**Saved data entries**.
☆ ☆ ☆

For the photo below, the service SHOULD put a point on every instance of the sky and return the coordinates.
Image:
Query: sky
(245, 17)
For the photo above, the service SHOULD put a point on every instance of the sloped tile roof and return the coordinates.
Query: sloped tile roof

☆ ☆ ☆

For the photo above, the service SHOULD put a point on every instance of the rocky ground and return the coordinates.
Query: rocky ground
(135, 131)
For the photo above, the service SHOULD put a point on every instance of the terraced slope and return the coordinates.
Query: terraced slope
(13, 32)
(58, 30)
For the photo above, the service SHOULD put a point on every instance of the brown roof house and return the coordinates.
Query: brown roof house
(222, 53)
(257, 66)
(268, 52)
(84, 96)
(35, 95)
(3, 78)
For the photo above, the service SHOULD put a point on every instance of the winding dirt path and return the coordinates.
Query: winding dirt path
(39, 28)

☆ ☆ ☆

**Requirement**.
Return every line of the entries above that the string "SHOULD" appears in.

**Exercise solution**.
For the photo below, the service SHOULD put a point on every instance of the sky and return the coordinates.
For the photo above, the service SHOULD put a point on every instance of the sloped tile roof and return the coordinates.
For the photo above, the service SHOULD put a point on every instance of the rocky ground and return the coordinates.
For the photo above, the service SHOULD put a point on every instance of the terraced slope and return the coordinates.
For the photo above, the service SHOULD put a point on every instance of the brown roof house and return the coordinates.
For the photo above, the service SHOULD put a point on every instance of the winding dirt path and return the coordinates.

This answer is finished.